Corsair: DDR5 memory will need better cooling as VRMs move to the module

jsilva

Posts: 325   +2
In context: DDR5 modules will be faster and hold more memory than DDR4 ever did. That's partly due to the shift of power management ICs and voltage regulating modules from the motherboard to the module itself, increasing the number of heat sources therefore generating more heat.

Many believe DDR4 and older modules do not generate enough heat to justify the use of heatsinks, but because of some inherent changes of DDR5 memory, it looks like decent cooling solutions will be needed. One such difference is the move of power management ICs (PMIC) and voltage regulating modules (VRM) to the module, generating more heat compared to their predecessors.

"DDR5 conceivably could run much hotter than DDR4. They have moved voltage regulation off the motherboard itself and now it is on the [module], so you actually could be pumping a lot more heat," stated George Makris, DIY marketing director at Corsair.

● **Data listing**:
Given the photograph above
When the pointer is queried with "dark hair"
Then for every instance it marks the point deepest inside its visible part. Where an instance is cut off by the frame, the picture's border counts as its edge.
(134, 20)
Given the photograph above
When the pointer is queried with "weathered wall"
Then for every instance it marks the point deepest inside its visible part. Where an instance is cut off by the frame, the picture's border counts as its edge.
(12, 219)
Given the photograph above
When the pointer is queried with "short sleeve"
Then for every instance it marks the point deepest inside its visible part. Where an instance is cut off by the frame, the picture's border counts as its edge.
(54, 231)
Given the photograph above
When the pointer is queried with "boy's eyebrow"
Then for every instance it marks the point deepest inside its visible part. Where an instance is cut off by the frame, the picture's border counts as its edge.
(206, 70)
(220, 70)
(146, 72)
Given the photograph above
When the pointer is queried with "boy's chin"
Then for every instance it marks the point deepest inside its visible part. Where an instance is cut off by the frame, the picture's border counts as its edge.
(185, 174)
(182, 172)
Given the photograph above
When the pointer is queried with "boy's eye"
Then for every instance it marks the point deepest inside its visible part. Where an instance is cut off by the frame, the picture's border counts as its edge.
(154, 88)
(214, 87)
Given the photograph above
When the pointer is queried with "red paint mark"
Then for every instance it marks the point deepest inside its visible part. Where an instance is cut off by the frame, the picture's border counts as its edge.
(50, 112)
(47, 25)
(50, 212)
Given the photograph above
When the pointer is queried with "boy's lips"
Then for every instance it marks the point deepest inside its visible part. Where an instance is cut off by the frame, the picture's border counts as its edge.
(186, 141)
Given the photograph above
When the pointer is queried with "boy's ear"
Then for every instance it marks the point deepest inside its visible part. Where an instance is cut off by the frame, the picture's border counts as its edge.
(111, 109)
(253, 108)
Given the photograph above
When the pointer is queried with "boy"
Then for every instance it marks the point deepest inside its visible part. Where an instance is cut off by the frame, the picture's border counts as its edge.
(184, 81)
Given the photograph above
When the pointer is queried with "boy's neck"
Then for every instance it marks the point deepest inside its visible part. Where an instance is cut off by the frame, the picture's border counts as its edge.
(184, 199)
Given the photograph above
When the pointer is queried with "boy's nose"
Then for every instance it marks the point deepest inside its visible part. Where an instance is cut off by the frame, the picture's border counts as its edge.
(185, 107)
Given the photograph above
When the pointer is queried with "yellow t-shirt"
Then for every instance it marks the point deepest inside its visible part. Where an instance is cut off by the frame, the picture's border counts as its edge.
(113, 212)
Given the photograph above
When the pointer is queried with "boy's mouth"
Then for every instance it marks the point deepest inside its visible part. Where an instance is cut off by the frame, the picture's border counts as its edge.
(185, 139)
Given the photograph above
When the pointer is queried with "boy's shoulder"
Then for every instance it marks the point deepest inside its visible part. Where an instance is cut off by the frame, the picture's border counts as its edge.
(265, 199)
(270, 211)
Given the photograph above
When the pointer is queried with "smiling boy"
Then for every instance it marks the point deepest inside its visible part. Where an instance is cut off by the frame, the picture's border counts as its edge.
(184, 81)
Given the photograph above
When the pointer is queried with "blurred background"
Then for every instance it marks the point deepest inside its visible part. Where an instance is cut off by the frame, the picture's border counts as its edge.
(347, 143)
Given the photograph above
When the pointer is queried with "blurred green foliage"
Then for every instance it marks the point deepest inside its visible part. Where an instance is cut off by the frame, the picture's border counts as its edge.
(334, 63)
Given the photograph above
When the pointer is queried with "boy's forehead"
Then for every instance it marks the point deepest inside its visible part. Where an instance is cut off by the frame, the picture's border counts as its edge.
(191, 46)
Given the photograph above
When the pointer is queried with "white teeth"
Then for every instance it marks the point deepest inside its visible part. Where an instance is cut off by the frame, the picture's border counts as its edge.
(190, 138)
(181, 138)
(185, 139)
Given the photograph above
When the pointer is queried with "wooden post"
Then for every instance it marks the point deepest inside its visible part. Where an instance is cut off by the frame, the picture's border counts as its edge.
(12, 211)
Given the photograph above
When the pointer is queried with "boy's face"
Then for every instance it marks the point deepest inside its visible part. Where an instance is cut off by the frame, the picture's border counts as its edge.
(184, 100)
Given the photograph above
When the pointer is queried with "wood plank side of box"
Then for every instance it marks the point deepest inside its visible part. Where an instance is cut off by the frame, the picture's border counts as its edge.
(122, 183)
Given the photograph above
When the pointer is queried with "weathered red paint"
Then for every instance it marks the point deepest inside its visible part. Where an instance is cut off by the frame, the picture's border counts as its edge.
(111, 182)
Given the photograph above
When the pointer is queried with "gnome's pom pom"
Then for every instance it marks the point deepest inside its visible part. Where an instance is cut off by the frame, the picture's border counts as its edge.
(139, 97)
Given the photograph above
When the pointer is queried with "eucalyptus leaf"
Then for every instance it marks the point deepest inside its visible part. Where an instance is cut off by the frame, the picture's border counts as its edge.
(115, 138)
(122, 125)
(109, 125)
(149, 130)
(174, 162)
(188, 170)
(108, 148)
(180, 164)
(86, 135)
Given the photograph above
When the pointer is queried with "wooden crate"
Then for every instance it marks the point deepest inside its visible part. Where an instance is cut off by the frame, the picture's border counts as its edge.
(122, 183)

● **To-do list**:
A: In the article about DDR5 memory cooling, what is George Makris's position at Corsair?
B: Replace "heat sources" with "sources of heat" and give the DDR5 cooling article again from "Corsair: DDR5 memory" to "generating more heat.".
C: Write the next part of the article on DDR5 memory cooling, starting after its final sentence.

● **Answers per task**:
A: He is the DIY marketing director at Corsair.

B:
Corsair: DDR5 memory will need better cooling as VRMs move to the module

jsilva

Posts: 325   +2
In context: DDR5 modules will be faster and hold more memory than DDR4 ever did. That's partly due to the shift of power management ICs and voltage regulating modules from the motherboard to the module itself, increasing the number of sources of heat therefore generating more heat.

C:
In Corsair's case, they will use its DHX technology, which uses fins to dissipate heat from the outer part of the chips, and another set of fins to cool the inner part. This technology was first used in its Dominator DDR1 modules and has since been used on all other Dominator series modules until now.

Also read: Anatomy of RAM

Now that DDR5 modules will include the PMIC and VRM on the PCB, these will need to be cooled. Corsair will probably take care of them by upgrading its DHX solution, but other manufacturers will also have to adapt their solutions to meet the new cooling needs.

DDR5 memory is already out in the market, but there's an absence of platforms supporting it. That's expected to change later this year with the release of Intel Alder Lake a.k.a. 12th generation Core processors.

Meanwhile, memory manufacturers have been showing off some specifications of this new type of memory, capable of reaching 12,600MT/s speeds and up to 128GB per module while operating at up to 1.6V.

Permalink to story.

 
Not more heat for me, thanks. With my DDR4 3333 Corsair Vengeance I have enough for my needs. Faster memory doesn't significantly increase the performance of a computer. Another marketing cheat.
 
"They have moved voltage regulation off the motherboard itself and now it is on the [module]"

But why?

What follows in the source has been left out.